[Source data]
/---
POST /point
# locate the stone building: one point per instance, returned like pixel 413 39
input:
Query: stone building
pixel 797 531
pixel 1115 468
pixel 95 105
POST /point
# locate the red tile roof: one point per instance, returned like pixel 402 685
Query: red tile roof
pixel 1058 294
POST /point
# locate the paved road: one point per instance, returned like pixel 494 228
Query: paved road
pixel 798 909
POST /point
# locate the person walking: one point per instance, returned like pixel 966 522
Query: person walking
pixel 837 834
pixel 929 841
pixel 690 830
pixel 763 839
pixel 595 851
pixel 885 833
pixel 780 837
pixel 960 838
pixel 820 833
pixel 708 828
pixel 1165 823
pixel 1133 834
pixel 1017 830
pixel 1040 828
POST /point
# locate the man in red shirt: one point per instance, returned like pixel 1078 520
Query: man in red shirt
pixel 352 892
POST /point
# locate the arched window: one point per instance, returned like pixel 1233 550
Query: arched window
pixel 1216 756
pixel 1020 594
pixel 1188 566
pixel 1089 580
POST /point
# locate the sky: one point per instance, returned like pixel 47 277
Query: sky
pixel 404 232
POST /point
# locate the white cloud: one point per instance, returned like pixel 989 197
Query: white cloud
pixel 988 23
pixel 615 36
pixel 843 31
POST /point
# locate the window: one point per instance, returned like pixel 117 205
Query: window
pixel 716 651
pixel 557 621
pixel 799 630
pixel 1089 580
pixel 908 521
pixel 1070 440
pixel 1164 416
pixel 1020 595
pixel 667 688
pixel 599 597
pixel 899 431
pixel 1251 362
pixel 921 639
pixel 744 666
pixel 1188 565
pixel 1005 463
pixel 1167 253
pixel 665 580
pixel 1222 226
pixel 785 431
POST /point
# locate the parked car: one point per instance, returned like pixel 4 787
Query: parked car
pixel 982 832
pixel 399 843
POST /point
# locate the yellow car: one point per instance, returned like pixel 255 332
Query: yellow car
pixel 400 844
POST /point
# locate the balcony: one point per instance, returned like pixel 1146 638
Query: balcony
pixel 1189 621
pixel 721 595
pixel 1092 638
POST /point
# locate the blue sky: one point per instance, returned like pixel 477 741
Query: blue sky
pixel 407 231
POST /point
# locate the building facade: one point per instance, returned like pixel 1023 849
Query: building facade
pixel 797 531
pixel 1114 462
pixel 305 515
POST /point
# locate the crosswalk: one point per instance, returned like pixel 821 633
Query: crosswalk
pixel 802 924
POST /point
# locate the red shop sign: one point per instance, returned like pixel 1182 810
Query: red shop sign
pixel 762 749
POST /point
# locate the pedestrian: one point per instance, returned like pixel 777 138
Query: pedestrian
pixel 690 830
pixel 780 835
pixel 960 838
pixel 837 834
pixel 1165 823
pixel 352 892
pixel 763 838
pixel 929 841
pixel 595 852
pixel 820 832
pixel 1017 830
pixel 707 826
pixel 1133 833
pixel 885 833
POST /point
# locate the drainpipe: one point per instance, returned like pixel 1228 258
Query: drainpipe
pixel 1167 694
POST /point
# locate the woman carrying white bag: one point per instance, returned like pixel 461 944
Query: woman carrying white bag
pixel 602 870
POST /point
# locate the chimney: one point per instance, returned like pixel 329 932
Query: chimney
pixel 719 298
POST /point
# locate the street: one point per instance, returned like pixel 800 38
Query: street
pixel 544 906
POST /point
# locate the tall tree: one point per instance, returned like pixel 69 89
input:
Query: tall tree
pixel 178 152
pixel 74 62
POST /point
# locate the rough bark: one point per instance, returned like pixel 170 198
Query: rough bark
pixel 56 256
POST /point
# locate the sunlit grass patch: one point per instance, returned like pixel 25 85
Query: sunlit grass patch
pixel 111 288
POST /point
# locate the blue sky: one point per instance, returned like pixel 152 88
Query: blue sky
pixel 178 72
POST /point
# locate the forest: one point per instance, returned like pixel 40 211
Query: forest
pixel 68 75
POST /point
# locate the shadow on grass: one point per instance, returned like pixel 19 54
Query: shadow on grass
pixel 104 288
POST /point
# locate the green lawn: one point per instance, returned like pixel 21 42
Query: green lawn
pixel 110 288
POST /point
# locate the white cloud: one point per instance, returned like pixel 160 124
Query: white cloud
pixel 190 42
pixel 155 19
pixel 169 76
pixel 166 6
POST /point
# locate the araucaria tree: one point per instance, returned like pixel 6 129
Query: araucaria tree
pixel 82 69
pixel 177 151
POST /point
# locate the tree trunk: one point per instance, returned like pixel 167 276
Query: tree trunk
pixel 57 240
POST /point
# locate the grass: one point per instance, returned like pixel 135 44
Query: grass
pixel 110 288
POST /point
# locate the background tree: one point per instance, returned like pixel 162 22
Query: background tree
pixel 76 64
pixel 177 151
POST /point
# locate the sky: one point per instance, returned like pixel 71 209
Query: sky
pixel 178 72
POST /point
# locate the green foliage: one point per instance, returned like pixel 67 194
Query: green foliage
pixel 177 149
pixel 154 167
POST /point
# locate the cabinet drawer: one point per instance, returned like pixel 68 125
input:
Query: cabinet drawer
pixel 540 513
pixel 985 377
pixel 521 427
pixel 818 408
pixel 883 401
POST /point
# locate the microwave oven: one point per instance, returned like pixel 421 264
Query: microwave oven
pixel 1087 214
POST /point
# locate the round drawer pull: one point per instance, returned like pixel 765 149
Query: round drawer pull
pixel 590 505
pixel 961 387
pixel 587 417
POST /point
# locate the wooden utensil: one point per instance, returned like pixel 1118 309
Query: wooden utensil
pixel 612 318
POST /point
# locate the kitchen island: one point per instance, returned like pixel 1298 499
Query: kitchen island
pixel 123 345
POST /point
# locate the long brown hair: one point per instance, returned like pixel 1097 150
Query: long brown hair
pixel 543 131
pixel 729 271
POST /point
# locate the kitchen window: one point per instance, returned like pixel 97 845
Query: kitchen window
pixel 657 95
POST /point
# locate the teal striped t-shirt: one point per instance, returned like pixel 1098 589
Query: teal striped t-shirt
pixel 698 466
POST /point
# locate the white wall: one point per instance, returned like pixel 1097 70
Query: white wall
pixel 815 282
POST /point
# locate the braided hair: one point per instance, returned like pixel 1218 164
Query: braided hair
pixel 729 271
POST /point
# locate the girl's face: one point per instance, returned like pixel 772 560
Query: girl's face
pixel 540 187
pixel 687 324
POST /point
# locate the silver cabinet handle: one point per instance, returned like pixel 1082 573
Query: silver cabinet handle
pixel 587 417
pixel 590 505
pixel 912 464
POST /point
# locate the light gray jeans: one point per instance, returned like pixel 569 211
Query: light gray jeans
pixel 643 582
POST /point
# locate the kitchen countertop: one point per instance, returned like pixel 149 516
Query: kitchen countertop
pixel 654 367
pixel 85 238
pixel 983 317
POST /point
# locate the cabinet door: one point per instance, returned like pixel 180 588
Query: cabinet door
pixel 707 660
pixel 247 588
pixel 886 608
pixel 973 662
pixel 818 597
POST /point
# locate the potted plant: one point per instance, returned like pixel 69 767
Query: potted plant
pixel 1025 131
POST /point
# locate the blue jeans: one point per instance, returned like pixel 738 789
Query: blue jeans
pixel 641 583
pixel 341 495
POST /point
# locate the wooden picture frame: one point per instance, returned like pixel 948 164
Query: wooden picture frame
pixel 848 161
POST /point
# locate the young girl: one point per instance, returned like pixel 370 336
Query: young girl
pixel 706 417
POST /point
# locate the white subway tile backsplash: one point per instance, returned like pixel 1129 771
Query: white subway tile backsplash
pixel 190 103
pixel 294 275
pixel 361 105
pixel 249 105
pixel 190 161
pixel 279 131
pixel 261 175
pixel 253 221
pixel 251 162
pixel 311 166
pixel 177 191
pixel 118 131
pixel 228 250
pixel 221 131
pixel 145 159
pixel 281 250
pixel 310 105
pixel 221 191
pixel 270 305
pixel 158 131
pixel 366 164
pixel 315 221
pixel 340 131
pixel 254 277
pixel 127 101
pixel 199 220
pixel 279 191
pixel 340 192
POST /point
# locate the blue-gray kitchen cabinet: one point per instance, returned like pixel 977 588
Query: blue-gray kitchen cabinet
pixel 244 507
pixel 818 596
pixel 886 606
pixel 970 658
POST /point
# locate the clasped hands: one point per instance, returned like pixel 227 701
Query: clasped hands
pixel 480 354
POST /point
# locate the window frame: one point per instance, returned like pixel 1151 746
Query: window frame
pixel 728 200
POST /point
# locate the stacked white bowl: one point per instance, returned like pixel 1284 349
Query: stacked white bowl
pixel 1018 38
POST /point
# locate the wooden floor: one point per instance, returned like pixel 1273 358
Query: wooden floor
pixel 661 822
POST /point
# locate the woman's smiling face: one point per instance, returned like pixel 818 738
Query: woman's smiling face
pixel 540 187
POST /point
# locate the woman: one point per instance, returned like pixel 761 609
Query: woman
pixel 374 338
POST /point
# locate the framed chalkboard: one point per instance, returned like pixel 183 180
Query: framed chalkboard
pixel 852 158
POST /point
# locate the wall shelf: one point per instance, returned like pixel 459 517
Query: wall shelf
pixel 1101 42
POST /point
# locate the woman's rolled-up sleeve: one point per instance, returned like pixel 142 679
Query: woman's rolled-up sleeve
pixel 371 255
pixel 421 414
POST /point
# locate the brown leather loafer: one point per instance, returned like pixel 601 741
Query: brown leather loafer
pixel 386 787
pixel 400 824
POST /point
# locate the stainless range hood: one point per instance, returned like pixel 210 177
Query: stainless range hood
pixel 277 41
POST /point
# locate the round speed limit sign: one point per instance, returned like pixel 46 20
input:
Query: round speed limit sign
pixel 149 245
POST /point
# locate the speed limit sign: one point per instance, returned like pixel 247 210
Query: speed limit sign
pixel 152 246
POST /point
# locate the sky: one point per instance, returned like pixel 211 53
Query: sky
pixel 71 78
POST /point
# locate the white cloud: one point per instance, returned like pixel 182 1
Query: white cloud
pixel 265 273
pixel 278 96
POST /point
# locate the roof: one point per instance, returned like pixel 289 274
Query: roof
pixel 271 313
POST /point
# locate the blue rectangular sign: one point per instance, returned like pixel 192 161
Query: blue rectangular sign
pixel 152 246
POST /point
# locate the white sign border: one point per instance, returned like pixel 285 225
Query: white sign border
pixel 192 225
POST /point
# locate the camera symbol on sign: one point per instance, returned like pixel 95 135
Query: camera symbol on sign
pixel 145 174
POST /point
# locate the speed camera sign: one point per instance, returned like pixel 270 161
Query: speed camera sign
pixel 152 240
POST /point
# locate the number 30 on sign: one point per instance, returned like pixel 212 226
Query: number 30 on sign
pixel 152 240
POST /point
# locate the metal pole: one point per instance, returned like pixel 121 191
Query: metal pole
\---
● **The task**: Starting at the first line of the records, print each line exactly, stopping after the line that contains "# locate the person".

● **Result**:
POST /point
# locate the stone building: one point per instance, returned like pixel 413 39
input:
Query: stone building
pixel 797 531
pixel 1115 468
pixel 95 105
POST /point
# locate the red tile roof: one point per instance, returned like pixel 402 685
Query: red tile roof
pixel 1058 294
POST /point
# locate the paved road: one point per instance, returned like pixel 494 228
Query: paved road
pixel 798 909
POST /point
# locate the person walking: one point per instance, returned like pixel 966 522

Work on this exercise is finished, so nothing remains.